MATERIAL FOR THIS EXERCISE —

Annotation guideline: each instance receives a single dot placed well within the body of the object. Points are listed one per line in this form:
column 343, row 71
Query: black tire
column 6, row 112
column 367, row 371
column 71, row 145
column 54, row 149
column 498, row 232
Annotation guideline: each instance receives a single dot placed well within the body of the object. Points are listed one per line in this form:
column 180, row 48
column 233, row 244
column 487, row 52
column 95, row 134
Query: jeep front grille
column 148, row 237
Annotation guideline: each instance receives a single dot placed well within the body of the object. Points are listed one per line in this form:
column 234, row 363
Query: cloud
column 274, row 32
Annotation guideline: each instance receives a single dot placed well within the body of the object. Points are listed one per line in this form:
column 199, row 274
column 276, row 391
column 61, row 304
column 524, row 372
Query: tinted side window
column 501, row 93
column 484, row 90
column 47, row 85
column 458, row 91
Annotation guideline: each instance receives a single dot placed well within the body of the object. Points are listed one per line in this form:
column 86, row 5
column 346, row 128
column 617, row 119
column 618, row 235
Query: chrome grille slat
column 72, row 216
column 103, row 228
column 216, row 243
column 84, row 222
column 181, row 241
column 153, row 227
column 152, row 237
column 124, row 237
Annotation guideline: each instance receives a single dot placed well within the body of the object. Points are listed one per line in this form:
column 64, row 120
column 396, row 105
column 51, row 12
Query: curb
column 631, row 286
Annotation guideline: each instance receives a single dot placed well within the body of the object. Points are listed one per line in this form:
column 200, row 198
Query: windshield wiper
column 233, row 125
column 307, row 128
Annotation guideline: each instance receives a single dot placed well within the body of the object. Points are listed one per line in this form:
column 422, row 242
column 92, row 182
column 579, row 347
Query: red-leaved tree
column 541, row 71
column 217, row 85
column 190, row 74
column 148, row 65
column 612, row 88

JOB — Write out all of the lines above again, each one exactly as it appears.

EXERCISE SOLUTION —
Annotation guideline: each instance receives a single dot placed well within the body of the object. Points are listed one per line in this form:
column 343, row 71
Query: black tire
column 6, row 112
column 367, row 371
column 71, row 145
column 54, row 149
column 498, row 232
Annotation guideline: each instance receives a single dot placed well within the body of the object. Points are listed one per line in this form:
column 180, row 48
column 233, row 244
column 487, row 52
column 95, row 134
Query: jeep front grille
column 148, row 237
Annotation guideline: each instance receives a single dot placed well within the body of the object. Points are listed one per line in this form:
column 234, row 363
Query: cloud
column 274, row 32
Annotation guideline: each instance receives a single dot placed well within the body of the object. Points are listed one per line in this form:
column 199, row 274
column 276, row 391
column 61, row 304
column 524, row 372
Query: tinted side window
column 501, row 93
column 484, row 90
column 47, row 85
column 458, row 91
Annotation guideline: each instance receives a single dot placed well within the body of the object. Points are listed one per line in this form:
column 86, row 5
column 346, row 128
column 617, row 119
column 618, row 235
Query: chrome grille slat
column 72, row 216
column 103, row 228
column 216, row 243
column 84, row 222
column 181, row 241
column 153, row 227
column 152, row 237
column 124, row 237
Annotation guideline: each instance receives a single dot placed well within the body of the object. Points are listed one per line in this form:
column 64, row 120
column 396, row 105
column 51, row 12
Query: curb
column 631, row 286
Annotation guideline: each instance receives a single dot placed well within the body of the object. Points are listed one per line in this form:
column 200, row 198
Query: windshield wiper
column 233, row 125
column 307, row 128
Annotation guideline: each instance receives a single dot placed well within the body of the object. Points are listed one per line in this form:
column 422, row 242
column 92, row 182
column 579, row 347
Query: red-leaved tree
column 541, row 71
column 217, row 85
column 190, row 74
column 148, row 65
column 612, row 88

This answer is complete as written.